## Instructions to follow
Tally the lines of the records below that contain the string "front" and give only the number.

## Dataset entries
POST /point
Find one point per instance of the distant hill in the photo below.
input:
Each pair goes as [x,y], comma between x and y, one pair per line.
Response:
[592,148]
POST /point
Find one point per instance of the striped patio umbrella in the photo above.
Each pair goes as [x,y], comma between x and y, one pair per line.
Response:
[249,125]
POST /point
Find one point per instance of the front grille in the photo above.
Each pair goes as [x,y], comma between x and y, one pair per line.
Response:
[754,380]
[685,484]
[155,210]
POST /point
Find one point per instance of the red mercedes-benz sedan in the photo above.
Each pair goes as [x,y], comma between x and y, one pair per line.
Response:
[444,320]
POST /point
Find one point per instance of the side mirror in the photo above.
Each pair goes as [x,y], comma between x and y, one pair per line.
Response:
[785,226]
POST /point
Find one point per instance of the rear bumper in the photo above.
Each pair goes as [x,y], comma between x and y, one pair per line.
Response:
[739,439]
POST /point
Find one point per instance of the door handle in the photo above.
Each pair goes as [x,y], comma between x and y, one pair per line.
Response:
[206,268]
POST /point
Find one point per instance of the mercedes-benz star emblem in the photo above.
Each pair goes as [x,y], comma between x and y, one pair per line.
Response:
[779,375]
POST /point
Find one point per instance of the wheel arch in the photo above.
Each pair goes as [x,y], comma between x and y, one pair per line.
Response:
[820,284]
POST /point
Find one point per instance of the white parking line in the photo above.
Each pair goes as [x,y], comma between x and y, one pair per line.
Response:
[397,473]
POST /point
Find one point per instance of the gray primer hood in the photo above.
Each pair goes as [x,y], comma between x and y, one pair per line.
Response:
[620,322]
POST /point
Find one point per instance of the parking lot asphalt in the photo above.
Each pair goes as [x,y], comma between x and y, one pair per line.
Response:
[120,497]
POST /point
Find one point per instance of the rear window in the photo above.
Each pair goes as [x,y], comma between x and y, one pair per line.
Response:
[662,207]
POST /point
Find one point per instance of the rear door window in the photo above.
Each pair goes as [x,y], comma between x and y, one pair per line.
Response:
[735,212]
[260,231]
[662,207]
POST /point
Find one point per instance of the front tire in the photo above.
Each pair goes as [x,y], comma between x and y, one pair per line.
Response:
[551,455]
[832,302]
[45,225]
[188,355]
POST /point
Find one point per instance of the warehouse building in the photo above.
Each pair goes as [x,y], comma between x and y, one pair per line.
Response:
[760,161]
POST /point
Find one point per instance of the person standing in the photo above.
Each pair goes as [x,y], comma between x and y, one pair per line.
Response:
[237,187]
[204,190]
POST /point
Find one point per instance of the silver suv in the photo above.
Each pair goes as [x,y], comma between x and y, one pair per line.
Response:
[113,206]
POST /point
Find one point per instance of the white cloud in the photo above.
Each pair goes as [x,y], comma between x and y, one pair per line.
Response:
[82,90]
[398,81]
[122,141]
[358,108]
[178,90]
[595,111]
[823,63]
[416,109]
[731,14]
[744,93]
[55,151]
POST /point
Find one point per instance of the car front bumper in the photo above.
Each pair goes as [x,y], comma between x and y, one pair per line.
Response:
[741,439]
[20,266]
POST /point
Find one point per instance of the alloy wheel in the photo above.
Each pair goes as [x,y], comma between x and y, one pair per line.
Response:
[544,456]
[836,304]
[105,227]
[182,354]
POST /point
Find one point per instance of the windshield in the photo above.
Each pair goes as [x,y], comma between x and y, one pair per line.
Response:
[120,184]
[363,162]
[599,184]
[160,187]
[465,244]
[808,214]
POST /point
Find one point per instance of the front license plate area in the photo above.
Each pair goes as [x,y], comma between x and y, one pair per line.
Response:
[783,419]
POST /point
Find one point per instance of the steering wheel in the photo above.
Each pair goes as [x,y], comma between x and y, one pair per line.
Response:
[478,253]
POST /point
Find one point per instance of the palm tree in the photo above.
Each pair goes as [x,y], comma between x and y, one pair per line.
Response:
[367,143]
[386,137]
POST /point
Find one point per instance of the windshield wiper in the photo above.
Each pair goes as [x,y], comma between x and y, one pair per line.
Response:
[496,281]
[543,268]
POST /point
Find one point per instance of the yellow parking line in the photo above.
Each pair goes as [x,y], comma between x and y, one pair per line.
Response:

==

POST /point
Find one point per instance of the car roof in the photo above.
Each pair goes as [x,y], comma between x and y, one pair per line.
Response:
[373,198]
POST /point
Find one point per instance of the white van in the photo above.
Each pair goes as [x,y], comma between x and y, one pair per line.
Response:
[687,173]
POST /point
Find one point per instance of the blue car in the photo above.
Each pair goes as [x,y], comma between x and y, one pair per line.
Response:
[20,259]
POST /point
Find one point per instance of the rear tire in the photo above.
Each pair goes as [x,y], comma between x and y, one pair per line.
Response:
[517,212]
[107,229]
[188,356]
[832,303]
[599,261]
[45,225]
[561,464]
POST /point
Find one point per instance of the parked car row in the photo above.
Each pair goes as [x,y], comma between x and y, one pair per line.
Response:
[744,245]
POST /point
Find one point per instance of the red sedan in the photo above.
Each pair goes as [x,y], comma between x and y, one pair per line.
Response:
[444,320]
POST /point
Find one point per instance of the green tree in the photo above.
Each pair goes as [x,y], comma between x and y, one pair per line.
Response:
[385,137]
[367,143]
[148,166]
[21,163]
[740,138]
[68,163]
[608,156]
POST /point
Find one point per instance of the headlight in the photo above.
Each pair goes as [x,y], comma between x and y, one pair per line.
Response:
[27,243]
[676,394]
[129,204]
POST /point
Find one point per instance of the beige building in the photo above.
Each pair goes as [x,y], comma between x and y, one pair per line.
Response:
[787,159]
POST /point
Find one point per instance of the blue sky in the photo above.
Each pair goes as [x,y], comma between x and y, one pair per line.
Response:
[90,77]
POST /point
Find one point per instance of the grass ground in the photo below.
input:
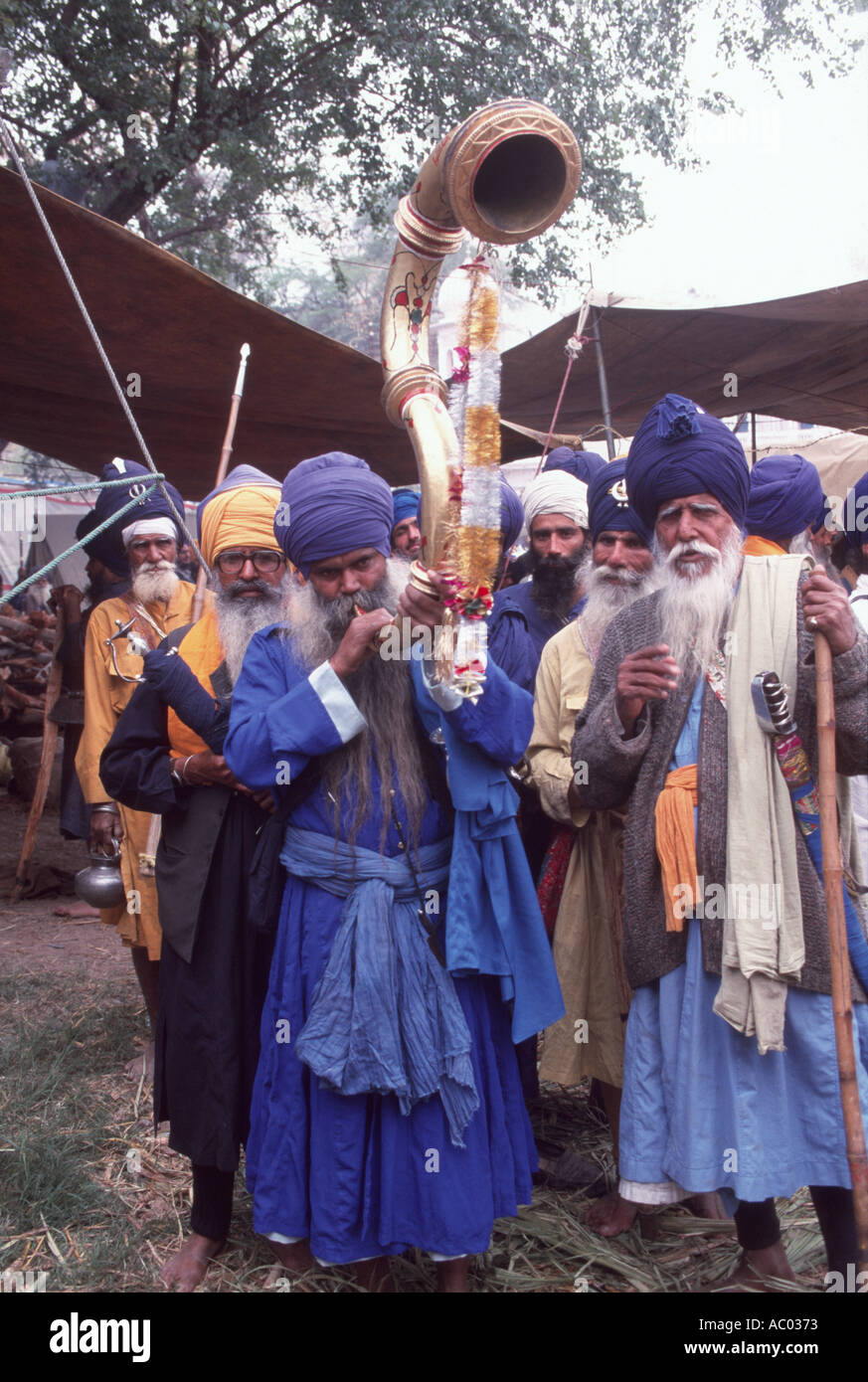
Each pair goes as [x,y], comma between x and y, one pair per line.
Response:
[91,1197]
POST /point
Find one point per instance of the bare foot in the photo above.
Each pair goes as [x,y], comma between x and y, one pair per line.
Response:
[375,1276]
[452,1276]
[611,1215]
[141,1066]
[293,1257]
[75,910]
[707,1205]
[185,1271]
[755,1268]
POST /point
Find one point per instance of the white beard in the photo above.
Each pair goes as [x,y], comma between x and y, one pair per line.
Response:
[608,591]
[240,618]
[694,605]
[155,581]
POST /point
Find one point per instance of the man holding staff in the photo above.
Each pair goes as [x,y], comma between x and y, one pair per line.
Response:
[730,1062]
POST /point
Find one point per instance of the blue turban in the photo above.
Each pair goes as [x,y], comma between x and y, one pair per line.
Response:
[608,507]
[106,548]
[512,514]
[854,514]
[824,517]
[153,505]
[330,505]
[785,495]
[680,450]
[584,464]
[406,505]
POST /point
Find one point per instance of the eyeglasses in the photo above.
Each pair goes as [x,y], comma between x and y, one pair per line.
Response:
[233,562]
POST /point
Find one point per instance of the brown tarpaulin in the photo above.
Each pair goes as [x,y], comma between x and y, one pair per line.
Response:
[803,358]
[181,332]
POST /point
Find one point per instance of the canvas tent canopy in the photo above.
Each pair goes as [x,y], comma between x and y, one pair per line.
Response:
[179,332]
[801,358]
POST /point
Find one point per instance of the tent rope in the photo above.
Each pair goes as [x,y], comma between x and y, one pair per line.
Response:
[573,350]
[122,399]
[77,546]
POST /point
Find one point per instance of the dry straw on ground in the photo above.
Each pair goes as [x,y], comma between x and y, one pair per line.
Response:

...

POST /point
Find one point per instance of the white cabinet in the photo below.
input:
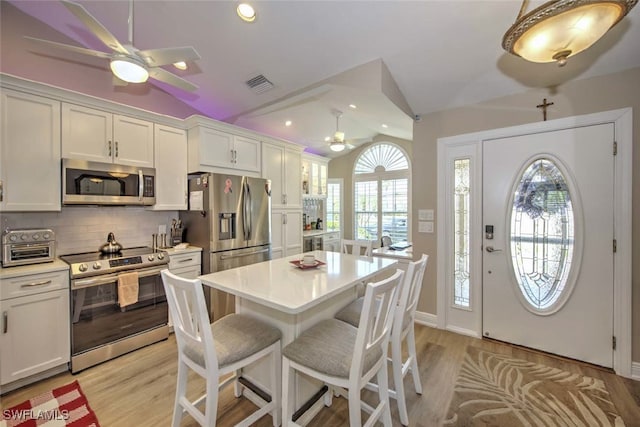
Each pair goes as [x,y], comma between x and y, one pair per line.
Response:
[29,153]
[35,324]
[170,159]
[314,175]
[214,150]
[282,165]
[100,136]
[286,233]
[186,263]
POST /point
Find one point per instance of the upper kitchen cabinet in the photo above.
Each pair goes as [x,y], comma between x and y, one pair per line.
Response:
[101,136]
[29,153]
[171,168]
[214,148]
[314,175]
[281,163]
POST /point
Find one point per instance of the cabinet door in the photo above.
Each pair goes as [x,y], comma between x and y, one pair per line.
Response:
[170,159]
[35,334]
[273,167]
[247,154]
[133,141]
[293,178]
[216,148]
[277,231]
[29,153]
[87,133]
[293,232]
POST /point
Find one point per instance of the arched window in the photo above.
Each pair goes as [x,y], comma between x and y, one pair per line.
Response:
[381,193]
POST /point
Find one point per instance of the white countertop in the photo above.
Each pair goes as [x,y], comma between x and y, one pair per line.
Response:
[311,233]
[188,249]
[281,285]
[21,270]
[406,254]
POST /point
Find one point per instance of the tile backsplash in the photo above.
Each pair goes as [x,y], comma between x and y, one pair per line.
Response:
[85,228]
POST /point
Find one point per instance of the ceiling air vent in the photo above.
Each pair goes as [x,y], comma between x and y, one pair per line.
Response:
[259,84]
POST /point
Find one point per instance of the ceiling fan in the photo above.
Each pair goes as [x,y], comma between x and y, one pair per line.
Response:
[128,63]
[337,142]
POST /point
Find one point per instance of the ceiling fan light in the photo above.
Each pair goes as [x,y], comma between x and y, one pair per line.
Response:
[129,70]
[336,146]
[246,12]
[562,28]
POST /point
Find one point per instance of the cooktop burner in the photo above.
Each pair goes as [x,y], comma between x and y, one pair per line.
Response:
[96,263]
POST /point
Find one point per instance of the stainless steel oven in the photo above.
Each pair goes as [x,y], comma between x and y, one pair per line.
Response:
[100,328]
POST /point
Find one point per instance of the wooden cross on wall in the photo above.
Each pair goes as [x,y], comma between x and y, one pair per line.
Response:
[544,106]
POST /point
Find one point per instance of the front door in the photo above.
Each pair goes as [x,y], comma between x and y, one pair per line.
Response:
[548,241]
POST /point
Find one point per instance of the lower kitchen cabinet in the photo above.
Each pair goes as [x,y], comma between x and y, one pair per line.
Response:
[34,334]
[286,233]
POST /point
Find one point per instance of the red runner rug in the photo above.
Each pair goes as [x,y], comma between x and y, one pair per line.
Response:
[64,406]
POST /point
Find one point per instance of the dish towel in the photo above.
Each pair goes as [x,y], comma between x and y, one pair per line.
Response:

## Answer below
5